> [INSTRUCTIONS TO FOLLOW]:
Repeat the listing that follows character for character, omitting images.

################

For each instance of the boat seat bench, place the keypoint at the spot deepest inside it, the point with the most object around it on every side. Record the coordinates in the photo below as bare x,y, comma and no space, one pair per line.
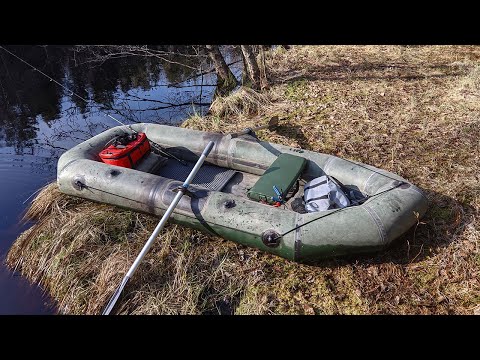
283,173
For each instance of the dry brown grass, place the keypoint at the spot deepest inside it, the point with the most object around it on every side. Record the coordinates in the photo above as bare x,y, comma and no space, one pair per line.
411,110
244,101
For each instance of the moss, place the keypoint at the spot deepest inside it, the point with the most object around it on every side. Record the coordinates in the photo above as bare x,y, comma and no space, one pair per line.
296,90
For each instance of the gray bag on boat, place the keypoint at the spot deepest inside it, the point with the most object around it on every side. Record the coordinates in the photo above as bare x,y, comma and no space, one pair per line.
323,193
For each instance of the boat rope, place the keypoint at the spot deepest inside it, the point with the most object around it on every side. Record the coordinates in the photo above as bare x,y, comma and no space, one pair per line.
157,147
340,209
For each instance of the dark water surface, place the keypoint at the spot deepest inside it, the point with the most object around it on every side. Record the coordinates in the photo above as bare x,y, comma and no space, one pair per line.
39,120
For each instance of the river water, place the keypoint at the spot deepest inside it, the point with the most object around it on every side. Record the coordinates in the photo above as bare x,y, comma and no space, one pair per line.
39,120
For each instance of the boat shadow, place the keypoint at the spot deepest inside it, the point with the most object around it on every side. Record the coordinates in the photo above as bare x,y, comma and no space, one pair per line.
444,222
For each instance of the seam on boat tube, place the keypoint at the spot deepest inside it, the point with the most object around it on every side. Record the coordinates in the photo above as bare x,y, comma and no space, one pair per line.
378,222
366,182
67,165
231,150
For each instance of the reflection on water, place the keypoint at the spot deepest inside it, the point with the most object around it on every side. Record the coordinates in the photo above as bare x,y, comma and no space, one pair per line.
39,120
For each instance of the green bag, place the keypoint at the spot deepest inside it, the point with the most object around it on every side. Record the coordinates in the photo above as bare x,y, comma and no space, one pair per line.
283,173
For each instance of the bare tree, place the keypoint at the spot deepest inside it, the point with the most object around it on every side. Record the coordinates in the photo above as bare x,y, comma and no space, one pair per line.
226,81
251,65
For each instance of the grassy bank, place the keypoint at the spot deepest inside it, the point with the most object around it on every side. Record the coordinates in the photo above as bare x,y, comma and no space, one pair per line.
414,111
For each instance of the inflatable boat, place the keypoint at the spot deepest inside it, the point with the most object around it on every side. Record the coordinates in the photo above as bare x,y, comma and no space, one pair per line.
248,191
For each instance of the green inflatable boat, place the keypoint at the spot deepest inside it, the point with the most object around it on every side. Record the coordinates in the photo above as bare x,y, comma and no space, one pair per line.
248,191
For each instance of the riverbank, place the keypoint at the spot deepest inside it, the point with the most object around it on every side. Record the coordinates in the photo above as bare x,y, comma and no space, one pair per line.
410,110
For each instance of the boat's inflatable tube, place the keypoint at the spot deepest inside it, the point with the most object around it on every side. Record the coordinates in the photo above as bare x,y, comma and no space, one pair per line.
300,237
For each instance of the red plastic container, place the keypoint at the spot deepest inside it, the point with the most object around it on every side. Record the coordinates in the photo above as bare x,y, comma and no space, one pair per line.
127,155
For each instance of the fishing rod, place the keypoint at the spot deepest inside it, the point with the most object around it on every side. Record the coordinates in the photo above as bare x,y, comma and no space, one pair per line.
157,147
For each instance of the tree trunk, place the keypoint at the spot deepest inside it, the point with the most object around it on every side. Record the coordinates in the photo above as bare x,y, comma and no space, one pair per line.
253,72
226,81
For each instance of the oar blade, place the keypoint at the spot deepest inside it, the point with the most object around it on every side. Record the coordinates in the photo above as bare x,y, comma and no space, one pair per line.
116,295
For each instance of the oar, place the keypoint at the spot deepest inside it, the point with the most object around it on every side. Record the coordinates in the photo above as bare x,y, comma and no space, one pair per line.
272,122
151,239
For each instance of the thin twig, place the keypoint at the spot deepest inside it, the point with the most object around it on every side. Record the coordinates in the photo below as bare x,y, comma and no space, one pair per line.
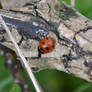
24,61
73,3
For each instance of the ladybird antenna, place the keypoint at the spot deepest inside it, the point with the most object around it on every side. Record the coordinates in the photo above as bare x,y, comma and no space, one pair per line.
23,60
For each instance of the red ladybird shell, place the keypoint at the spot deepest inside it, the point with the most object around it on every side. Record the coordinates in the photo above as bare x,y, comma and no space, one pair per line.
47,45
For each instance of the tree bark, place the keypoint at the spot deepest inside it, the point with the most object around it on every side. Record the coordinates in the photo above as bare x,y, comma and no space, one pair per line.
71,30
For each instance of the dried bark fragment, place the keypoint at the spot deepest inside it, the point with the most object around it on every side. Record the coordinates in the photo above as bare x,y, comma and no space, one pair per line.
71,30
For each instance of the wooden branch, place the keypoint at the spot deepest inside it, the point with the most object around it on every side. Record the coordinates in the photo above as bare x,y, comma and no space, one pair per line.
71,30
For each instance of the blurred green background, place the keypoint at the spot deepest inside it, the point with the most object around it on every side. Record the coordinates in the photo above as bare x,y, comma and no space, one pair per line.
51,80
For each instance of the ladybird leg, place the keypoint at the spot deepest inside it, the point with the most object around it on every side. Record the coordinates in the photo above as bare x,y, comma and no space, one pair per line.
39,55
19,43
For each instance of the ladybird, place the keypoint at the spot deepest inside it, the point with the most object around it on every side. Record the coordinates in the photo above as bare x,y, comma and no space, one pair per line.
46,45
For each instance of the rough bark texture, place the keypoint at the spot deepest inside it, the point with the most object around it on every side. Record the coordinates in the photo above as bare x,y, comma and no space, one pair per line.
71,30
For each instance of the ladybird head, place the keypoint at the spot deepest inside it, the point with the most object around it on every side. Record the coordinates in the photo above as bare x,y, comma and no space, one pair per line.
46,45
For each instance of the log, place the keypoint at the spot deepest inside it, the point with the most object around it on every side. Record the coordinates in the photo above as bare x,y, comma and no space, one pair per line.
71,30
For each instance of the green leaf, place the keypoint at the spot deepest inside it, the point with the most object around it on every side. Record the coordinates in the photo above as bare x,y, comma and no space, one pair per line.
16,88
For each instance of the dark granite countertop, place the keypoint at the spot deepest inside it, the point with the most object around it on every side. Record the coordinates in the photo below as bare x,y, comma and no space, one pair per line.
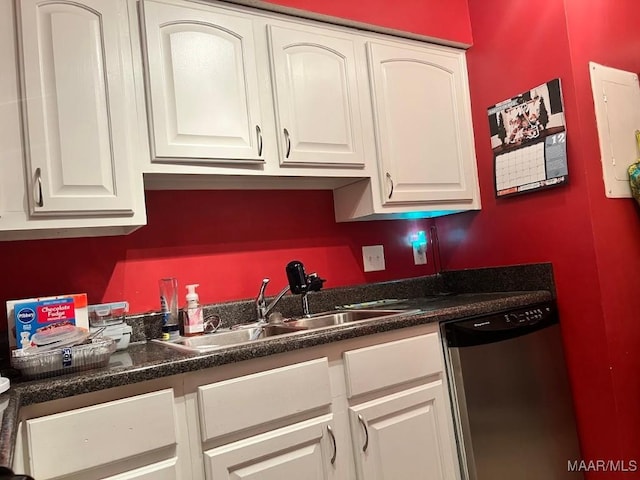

################

> [ANSWER AREA]:
For each instance of the boat seat bench, place the keypoint at the spot deepest inside it, the point with the most object around it on every side. Record the coordinates in the photo below as bare x,y, comma and no space, one pair per line.
283,173
For each instance of the dry brown grass, place the keypoint at the spot deepest inside it, the point with the most object around it on every side. Record the coordinates in the photo above as bare x,y, comma and no space, one pair per line.
411,110
244,101
For each instance of the moss, place the keypoint at the spot deepest inside it, the point with the most object around it on every side. Record the coordinates in the photo above as bare x,y, comma and no space, one pair per line.
296,90
For each instance of the gray bag on boat, place the keypoint at the spot deepest inside it, the point with the most object around it on every side. Record the coordinates in the photo above as bare x,y, comma and no space, one pair per line.
323,193
For each instance of the boat rope, place the keypoint at the spot deepest inside it, the point with the most object around it on every side. Record the coordinates in the photo above as bare x,y, comma and no space, one pair per line.
157,147
340,209
For each instance of the dark water surface, place the keypoint at the spot deepest inside it, the point with the most object around it on every side. Record the coordinates in the photo above as bare x,y, comma and no space, one pair per line.
39,120
For each instance of the river water, place the keypoint at the spot deepest inside it, the point with the most object around it on every side. Record the coordinates in the photo above as bare x,y, comma and no space, one pair per line.
39,120
For each instance of the boat shadow, place the keypoint at the spot deepest inside it, the point with the most object around it on every side. Record the coordinates in the photo above as bare x,y, comma and no space, one pair per line.
444,222
For each instance of the seam on boat tube, place the keypoint at the spot deepest inside it, the point with the most object around it on every side. Record the coordinates in the photo above as bare x,y, comma and no space, one pair per line.
378,222
366,182
67,165
231,150
For each instance of the reflection on water, place the keypoint at the spot deepest inside it, the point with the most object around it on every side. Record the coordinates in the photo above as bare x,y, comma and no space, one pair per line.
39,120
For each instance of the green bag, place the keypoint at the spot deepest inside it, the point with the most object around it on every side. Record the coordinates in the photo above as bare x,y, comma and no space, one pair per line.
283,173
For each instance of the bare tree, place the keypoint at the spot deepest inside it, the point with the most object around it on every side. Record the coordinates in the photo above as bare x,y, comma and no space, one pair per line.
226,81
251,65
For each instance of the grassy bank, place the keypoint at the spot deepest inside it, the point with the most object around it on every side. Record the coordinates in the photo above as bare x,y, comma and no space, one pair per line.
414,111
For each instance of the inflatable boat, place the keypoint at the spot deepest inside it, the point with the most object around it on every side. Record the coordinates in the photo above as bare x,y, comma and no space, one pair per line.
248,191
For each instance of the green inflatable boat, place the keypoint at the spot deepest inside it, the point with the most object around it on every side. Record the coordinates in the photo above as bare x,y, comma and no space, one pair per line.
248,191
For each instance of the riverbank, place the keypoint at the spot deepest inside it, the point with the most object around it on every side. Record the coordinates in the photo above as bare x,y, comma and no space, one pair per line.
410,110
For each instance of the boat's inflatable tube, place the keypoint at the spot deepest inside it, the point with the most object around it on every side. Record the coordinates in the photo above as bare x,y, comma and no space, one pair per line.
300,237
For each instance of the red plastic container, place the keypoint at the spot deepest inside it, the point with the most object around it on every side. Record the coordinates in the photo above as bare x,y, comma and no space, one pair per line.
127,155
For each instance of the fishing rod, place the keypoint at the spot deepest inside it, the point with the most object around it on every side. Record the coordinates in the photo above as bare x,y, comma and no space, one pair per line.
157,147
For each instance of the tree trunk, place the keypoint at the spot deepest inside it, the point with the most object around it on every side. Record the coordinates in the photo above as bare x,y, comma and no space, one pair per line.
253,72
226,81
For each instance of the oar blade, place the keypoint at the spot deepest inside it, the point with the most object around it on every side. Record the coordinates in the photo above as bare x,y, comma and no space, one pair per line.
116,295
For each instance of the oar, place the keypoint at the spot deepest inside it, the point with the most object around it on every side. Record the coordinates in the photo above as bare x,y, comma and no space, one pair per line.
272,122
151,239
For each instance of the thin twig, place the keypoint at the spot deepest inside it, the point with the most object around it on every side. Record the coordinates in the photo below as bare x,y, comma and no space, one pair per line.
24,61
73,3
For each instance of the ladybird antenna, place the keypoint at the spot deepest inside it, the point with the most object around it on every side. Record the coordinates in the photo above as bare x,y, comma and no space, one pair per line.
23,60
For each instance of the red ladybird shell, place the keypoint at the spot deepest inside it, the point with the most object around it on every side. Record the coordinates in the photo above as bare x,y, comma and no space, one pair per line.
47,45
For each instance of the tree bark, place the keypoint at the spot deepest inside it, the point with the most object around it on every side. Record the coordinates in the photo above as bare x,y, comma and no space, one pair per line.
71,30
For each instance of the dried bark fragment, place the keypoint at the spot deepest inside it, the point with the most object around it on every side. Record the coordinates in the photo above as bare x,y, comma and no space, one pair per line.
71,30
For each instance of the wooden branch, place the keypoint at the spot deepest inside it, the point with the most object around it on every side. Record the coordinates in the photo above as bare x,y, comma and no space, one pair per line.
71,30
For each instance of the blurred green background, place the keypoint at the spot deepest inside it, the point with the most object around it on every side. Record the coordinates in the photo above as bare x,y, comma and no space, one pair per line.
51,80
For each instance of the ladybird leg, place the keypoint at the spot deepest inside it, the point with the most object around it on every side. Record the coordinates in the photo above as bare x,y, comma and no space, one pair per line.
39,55
19,43
For each instance of the ladybird, place the keypoint at the spot deepest inside it, the point with the most object around it on every side. Record the coordinates in the photo above as bare x,y, comma and no space, one pair per line.
46,45
For each instance of the rough bark texture, place the keypoint at the spot deepest inside it, the point with the most object around it on every side. Record the coordinates in the photo above as bare x,y, comma and no space, one pair per line.
71,30
For each instance of the ladybird head, place the keypoint at the spot deepest inside it, the point with the most object around it on every side. Record the coordinates in the photo above as bare x,y, comma and no space, one pair per line.
46,45
For each instance of the log, place the keypoint at the spot deepest inside it, the point with the most object around it on every side. Record the coordinates in the photo above as bare x,y, comma and no space, one pair per line.
71,30
For each instance of the green leaf, place the keypoint at the spot deepest inside it, the point with the most object around it on every side. Record the coordinates in the photo above as bare x,y, comma and no space, one pair per line.
16,88
For each instance of the dark granite countertop, place the keypoint at the spot deepest inside it, the point with the most object around it on every side. Record the coordinates in the photo below as bare x,y, comma and no space, one pair per line.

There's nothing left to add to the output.